- _Task details_: Scale the lines below, starting with the one containing "the dog's ear" and going down through the final line, by writing them out again with the requests included and every bounding-box coordinate in the answers multiplied by 2.55. Round each result to a whole number, with halves going up.

- _Material provided_:
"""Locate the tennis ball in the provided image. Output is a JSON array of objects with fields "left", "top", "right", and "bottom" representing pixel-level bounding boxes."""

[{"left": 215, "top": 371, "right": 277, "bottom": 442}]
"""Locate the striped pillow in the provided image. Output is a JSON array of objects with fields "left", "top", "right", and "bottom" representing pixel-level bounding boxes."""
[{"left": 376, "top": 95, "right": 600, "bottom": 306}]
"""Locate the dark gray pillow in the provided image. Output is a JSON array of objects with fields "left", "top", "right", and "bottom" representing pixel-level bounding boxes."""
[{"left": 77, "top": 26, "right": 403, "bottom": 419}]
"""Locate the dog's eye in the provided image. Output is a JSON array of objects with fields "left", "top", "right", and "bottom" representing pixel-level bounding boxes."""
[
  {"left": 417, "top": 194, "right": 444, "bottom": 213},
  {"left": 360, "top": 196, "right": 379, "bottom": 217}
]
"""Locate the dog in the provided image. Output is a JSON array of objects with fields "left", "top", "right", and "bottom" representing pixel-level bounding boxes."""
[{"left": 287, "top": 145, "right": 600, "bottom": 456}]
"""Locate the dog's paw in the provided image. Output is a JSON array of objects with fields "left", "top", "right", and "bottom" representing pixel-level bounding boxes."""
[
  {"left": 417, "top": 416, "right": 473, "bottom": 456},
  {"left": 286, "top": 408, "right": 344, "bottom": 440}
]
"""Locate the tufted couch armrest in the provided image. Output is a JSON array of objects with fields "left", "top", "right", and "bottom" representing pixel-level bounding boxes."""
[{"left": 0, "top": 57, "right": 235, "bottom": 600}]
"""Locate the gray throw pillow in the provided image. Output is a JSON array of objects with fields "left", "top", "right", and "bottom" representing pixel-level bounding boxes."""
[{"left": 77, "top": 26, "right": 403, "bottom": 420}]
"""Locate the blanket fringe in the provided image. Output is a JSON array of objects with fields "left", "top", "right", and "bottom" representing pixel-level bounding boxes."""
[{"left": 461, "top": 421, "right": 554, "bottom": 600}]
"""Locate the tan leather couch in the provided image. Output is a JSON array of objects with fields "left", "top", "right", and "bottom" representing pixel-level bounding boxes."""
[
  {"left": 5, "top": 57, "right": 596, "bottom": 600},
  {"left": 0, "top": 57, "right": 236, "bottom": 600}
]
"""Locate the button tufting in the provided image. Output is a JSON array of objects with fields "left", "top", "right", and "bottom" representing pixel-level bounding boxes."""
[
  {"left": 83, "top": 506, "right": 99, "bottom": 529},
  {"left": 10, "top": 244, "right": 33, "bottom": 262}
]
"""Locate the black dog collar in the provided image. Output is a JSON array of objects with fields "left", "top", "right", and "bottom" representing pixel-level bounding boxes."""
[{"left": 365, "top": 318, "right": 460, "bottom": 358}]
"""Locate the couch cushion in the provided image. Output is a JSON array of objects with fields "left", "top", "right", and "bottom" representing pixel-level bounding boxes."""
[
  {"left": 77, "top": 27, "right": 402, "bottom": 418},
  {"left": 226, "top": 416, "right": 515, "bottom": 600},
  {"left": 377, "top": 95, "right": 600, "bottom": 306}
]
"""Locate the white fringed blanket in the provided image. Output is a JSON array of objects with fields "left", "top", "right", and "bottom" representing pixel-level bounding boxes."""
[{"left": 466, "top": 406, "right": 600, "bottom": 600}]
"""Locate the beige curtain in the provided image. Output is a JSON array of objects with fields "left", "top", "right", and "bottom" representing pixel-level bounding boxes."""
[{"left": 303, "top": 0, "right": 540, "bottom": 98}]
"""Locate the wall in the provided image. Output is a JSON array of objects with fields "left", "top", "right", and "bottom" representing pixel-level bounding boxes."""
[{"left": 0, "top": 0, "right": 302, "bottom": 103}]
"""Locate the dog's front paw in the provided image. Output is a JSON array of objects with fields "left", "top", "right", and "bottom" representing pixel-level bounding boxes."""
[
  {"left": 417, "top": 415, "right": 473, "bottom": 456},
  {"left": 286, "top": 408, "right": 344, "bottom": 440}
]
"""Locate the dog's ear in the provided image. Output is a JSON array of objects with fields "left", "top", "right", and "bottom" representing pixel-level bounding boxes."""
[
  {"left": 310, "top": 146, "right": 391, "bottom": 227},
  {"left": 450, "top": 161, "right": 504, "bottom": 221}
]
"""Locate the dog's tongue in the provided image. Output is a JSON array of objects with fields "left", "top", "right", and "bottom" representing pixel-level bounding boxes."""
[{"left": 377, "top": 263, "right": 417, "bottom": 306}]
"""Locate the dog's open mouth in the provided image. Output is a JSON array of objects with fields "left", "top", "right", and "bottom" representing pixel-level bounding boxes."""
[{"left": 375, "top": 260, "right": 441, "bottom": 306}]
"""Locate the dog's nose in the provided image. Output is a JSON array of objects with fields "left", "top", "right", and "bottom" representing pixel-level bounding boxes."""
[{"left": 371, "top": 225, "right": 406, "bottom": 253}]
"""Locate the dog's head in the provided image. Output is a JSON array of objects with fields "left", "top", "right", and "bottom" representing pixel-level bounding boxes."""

- _The answer_:
"""Locate the dog's ear in the provided image. Output is a JSON array of objects with fields "left", "top", "right", and "bottom" representing pixel-level bounding boxes."""
[
  {"left": 791, "top": 372, "right": 997, "bottom": 579},
  {"left": 1148, "top": 411, "right": 1285, "bottom": 564}
]
"""Locate the dog's tongue in the provided image. Output is a JSON array of objects with fields "left", "top", "right", and "bottom" representing pixel-level bounding boxes."""
[{"left": 961, "top": 671, "right": 1063, "bottom": 780}]
"""Locate the dog's open mouth in the provided image. Output is a JSON array of objects with fields "left", "top", "right", and "bottom" representing pixel-level bounding boxes."""
[{"left": 956, "top": 663, "right": 1125, "bottom": 780}]
"""Locate the dog's nose in the provided image. Output is a JSON array of objects with fields "left", "top", "right", and "bottom" representing pixel-level bounding boxes."""
[{"left": 946, "top": 574, "right": 1035, "bottom": 645}]
"""Locate the dog's head in the provided image. Output is a JSON array of objects with fields "left", "top", "right", and "bottom" representing pixel-level bounding boxes."""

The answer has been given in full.